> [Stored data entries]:
------
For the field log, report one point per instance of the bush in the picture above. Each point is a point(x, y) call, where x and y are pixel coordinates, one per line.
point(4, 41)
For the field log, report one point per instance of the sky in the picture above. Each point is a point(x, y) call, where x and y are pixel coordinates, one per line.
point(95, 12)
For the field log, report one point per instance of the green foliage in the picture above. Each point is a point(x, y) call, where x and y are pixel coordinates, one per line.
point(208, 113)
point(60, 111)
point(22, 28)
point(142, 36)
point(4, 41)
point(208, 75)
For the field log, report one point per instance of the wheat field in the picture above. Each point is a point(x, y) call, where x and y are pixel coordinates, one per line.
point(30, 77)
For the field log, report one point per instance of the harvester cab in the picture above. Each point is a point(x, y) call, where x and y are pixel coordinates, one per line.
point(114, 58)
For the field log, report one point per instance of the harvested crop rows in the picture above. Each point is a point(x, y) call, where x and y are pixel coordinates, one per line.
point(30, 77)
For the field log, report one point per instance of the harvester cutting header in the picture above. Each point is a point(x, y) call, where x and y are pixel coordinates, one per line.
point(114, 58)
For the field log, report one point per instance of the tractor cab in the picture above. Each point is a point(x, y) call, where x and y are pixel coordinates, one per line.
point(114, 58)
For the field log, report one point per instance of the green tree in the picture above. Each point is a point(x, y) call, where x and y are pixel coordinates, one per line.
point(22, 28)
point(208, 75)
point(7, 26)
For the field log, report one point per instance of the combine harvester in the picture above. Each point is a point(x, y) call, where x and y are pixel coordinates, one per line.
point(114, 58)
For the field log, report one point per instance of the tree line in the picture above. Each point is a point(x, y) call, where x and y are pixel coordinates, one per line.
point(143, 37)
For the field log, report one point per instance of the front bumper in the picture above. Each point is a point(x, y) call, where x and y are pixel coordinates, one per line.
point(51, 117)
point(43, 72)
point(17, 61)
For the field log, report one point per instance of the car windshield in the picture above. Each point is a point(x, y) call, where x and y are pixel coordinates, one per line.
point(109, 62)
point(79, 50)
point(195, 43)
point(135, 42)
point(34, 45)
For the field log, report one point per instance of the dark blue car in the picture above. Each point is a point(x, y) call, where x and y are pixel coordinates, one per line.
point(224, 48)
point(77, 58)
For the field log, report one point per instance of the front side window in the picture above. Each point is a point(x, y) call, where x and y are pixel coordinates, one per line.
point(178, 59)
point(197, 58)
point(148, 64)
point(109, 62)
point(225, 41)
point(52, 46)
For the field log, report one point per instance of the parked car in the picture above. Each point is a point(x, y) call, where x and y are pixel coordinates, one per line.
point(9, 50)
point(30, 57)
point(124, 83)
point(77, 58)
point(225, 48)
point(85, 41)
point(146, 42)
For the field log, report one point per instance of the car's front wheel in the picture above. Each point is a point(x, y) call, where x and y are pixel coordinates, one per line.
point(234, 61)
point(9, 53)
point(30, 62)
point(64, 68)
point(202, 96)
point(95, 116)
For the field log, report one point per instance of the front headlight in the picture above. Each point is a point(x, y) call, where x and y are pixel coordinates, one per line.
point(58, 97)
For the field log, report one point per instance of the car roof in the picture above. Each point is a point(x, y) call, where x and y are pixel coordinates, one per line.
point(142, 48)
------
Output the records exactly, so that each line matches what was given.

For the field log, report one point per instance of the bush in the picture above. Each point is a point(x, y) call, where x and y are pixel coordinates, one per line.
point(4, 41)
For the field log, report one point per instance of the sky in the picture above. Each point is a point(x, y) call, where x and y are pixel coordinates, one per line.
point(95, 12)
For the field log, report one point per instance of the green foliage in the picture above. Each point is a point(x, y) call, where x and y are pixel coordinates, one per line.
point(208, 113)
point(60, 111)
point(22, 28)
point(142, 36)
point(4, 41)
point(208, 75)
For the field log, report one point per instance of the wheat field in the picture above. Each point is a point(x, y) call, where x and y are pixel coordinates, one per line.
point(30, 77)
For the field log, report one point per instance of the harvester cab in the picture above. Each point is a point(x, y) call, where x and y are pixel coordinates, one per line.
point(114, 58)
For the field log, report one point per instance of the harvested crop rows in the picture above. Each point is a point(x, y) call, where x and y are pixel coordinates, one per line.
point(30, 77)
For the field log, report one point per instance of the harvester cutting header in the picture above. Each point is a point(x, y) call, where x and y are pixel coordinates, one per line.
point(114, 58)
For the field log, report one point per instance of the tractor cab in the picture above. Each point is a point(x, y) call, where x and y are pixel coordinates, one per line.
point(114, 58)
For the field log, report one point per instance of the green tree in the picture above. Each point is a point(x, y) call, where x and y are pixel coordinates, one per line.
point(22, 28)
point(208, 75)
point(7, 26)
For the field log, report one point per instance of the combine harvester in the picture above. Each point is a point(x, y) call, where x and y are pixel coordinates, one per line.
point(114, 58)
For the field log, report one point per instance of the tree line in the picture above. Each point is a point(x, y) call, where x and y are pixel coordinates, one per line.
point(143, 37)
For the field log, report one point per instance of the front bumper in the picture above. Each point is a point(x, y) call, where x and y are pixel coordinates, one per line.
point(51, 117)
point(43, 72)
point(17, 61)
For the field log, report one point per instance of the car windshield in the picture above. Each point is a point(x, y) call, where x and y are pixel coordinates, one per line.
point(109, 62)
point(79, 50)
point(195, 43)
point(135, 42)
point(34, 45)
For the field log, report one point per instance of the dark blue car in the picture above. Each point is a point(x, y) call, where x and y are pixel coordinates, one per line.
point(224, 48)
point(77, 58)
For the field log, report one point per instance of the front side window in the picture above. Each point is a point(x, y) call, where x and y are pixel coordinates, one per line.
point(178, 59)
point(197, 58)
point(148, 64)
point(109, 62)
point(225, 41)
point(52, 46)
For the field log, report one point per instance of the parked car in the picture above. Each point is a point(x, y) call, where x and y are pixel coordinates, one per line.
point(9, 50)
point(30, 57)
point(124, 83)
point(77, 58)
point(225, 48)
point(85, 41)
point(146, 42)
For the field log, report one point per instance of the car's front wheel in the picture above. Each point is a point(x, y) call, where x and y are pixel coordinates, one per line.
point(234, 61)
point(9, 53)
point(30, 62)
point(64, 68)
point(202, 96)
point(95, 116)
For the field log, report one point per instance of the front headlight in the picture above. Each point is a point(x, y) call, where x and y are pixel coordinates, one per line.
point(58, 97)
For the field log, report one point per instance of the car roof in the picture above. Each point is a point(x, y) call, where x and y are pixel coordinates, one per line.
point(142, 48)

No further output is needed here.